» DOCUMENT EXCERPT:
# Accutrons Zzzzzzzzzzzz



## gd427 (Nov 29, 2007)

When I was seventeen, in 1973, a friend of mine showed me his Gold cased Accutron 214 Spaceview and since then I was mesmerised by these watches. A year later I got myself a stainless steel 214 which I cherished until 1989 when my 3 year old daughter decided to hammer it to pieces on the side of a Yugoslavian hotel bath. Little darling !!........

Well now I'm on a crusade to buy up the rest of the 214s in the World !!! .

Ive currently got an Alpha, two Swiss 214 Accutron Spaceviews, a bowtie 214 .

Oh and a replacement of the original 214.

Im obssessed with them......anyone else ???


----------



## Silver Hawk (Dec 2, 2003)

gd427 said:


> Im obssessed with them......anyone else ???


Me! Foztex...and a few others.

A few of my 214s...


----------



## watchnutz (Jan 18, 2008)

I guess I might qualify.

Have a look

http://www.picturetrail.com/sfx/album/view/13056146


----------



## johndozier (Mar 2, 2008)

My first accutron was in college, an astronaut with the coffin link bracelet. Wish I had it back. When I started re-acquring hummers, I went with two Omegas, an Eterna Eternasonic, and two 18k solid 218s, both of which are rather elegant, especially the one with roman numerals. Amazing timekeepers after all these years. They really DON'T make them as the used to.


----------



## gd427 (Nov 29, 2007)

Thanks Guys made my night........forgot I'd got a Railroad too. but its away being rebuilt. Might be useful for us to add some good reliable repairers and spares sources.I will post some tomorrow.They tend to be a bit secretive like Indian motorcycle owners dealers repairers


----------



## feenix (May 27, 2008)

I've actually picked up two 218s in the last month, but moved them both on as soon as I managed to acquire this 214,


----------



## JonW (Mar 23, 2005)

I used to have quite a collection of these... but now I only have this one:


----------



## gd427 (Nov 29, 2007)

Forgot the Astronaut as welll !! just been reminded how boring I am and have to go to bed


----------



## langtoftlad (Mar 31, 2007)

"hummmmmmmmmmmmmmmm - let me think.............










zzzzzz? nah... unique, yup. :tongue2:


----------



## Stuart Davies (Jan 13, 2008)

I REALLY miss this but at least it's in safe hands


----------



## mach 0.0013137 (Jan 10, 2005)

I have this one....

*Bulova Accutron 218,1970*










I need to get some more :wub:


----------



## Silver Hawk (Dec 2, 2003)

Stuart Davies said:


> I REALLY miss this but at least it's in safe hands


I wouldn't be too sure about that Stuart...does it have Omega on the dial? No! :tongue2:


----------



## Toshi (Aug 31, 2007)

Silver Hawk said:


> Stuart Davies said:
> 
> 
> > I REALLY miss this but at least it's in safe hands
> ...


If you mean this one, it's in very safe hands


----------



## Stuart Davies (Jan 13, 2008)

Toshi said:


> Silver Hawk said:
> 
> 
> > Stuart Davies said:
> ...


 :crybaby: :sadwalk: that's the one! :rltb:


----------



## mike_the_man (May 22, 2008)

» EXTRACTED DATA:
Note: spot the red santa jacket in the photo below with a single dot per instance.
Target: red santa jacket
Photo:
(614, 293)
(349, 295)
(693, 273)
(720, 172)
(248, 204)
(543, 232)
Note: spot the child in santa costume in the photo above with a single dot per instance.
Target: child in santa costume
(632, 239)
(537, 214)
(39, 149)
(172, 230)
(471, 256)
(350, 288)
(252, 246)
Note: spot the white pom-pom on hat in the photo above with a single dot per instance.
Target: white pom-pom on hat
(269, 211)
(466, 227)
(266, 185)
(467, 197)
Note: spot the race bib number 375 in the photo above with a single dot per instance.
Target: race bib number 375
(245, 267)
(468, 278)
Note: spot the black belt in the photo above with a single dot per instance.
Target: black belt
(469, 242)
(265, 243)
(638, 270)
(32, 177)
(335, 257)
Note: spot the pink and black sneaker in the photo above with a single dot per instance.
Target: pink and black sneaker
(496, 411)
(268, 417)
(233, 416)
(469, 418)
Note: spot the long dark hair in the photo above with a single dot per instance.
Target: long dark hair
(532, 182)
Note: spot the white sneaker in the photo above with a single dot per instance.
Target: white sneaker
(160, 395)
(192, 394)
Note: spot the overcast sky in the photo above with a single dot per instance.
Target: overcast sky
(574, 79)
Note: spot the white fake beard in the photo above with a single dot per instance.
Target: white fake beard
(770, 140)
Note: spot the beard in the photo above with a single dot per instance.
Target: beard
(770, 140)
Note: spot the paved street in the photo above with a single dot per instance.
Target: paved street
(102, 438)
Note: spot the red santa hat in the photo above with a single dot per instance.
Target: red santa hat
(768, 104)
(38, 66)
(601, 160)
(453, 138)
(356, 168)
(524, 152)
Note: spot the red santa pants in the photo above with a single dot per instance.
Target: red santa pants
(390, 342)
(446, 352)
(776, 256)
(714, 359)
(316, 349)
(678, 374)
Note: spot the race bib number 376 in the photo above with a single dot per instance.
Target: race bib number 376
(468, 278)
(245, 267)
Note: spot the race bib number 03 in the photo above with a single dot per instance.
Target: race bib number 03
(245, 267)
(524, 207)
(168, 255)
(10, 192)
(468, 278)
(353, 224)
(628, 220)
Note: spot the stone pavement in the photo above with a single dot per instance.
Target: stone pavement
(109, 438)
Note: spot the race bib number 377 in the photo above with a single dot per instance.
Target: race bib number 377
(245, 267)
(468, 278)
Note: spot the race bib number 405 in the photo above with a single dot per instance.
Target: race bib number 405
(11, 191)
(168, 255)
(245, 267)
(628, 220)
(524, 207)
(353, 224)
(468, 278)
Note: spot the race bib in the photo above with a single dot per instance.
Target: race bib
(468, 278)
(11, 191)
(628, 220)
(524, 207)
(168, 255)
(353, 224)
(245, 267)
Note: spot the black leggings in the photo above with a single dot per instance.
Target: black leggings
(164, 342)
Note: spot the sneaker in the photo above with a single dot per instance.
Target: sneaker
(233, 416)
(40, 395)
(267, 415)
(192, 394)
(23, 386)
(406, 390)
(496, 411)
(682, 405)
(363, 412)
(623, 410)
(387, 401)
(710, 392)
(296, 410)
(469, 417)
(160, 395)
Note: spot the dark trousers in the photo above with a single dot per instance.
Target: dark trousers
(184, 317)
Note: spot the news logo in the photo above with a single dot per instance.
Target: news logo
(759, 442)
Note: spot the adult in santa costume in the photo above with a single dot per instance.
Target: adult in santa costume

» COMPLETE THE FOLLOWING:
1. Answer these questions about the Accutron forum thread:
(a) In what year did gd427's daughter break the stainless steel 214?
(b) What was johndozier's first Accutron?
(c) Which of gd427's watches is away being rebuilt?
2. Go on with the Accutron forum thread from the point where it stops.

» WRITTEN ANSWERS:
1.
(a) 1989
(b) An Astronaut with the coffin link bracelet
(c) A Railroad

2.
I've been bitten by the bug too! I recently picked up a 1971 218 with a great blue pinstriped face (unfortunately no pics yet). Initially I wasn't a fan of the Spaceviews, but after seeing these pictures, I've been converted. Now to find a nice one...

Cheers,

Mike


----------



## gd427 (Nov 29, 2007)

Some really nice Accutrons out there, thanks for alll the photos guys.

Anyone got any other exotica, in the way of modded 214s ???

A couple of guys in the States are doing skeletonized Astronaut dials with an intricately cut away dial to reveal inner movement.

On the subject of general repairs servicing parts etc, one or two folks I found unbelievably helpful, particularly Dave Stroup at Dr Accutron, worth a look in at his website.

Others worthy of mention Old Father Time for dials and hands.

Gary Turk on E Bay watchman1108 has also been reliable for parts.

I have a couple of guys I am trying out for repairs around Cheshire, and one on the Wirral who sound hopeful also.

Anyone else any contacts for servicing apart from Bulova service centre who I suspect might be dear.


----------



## Toshi (Aug 31, 2007)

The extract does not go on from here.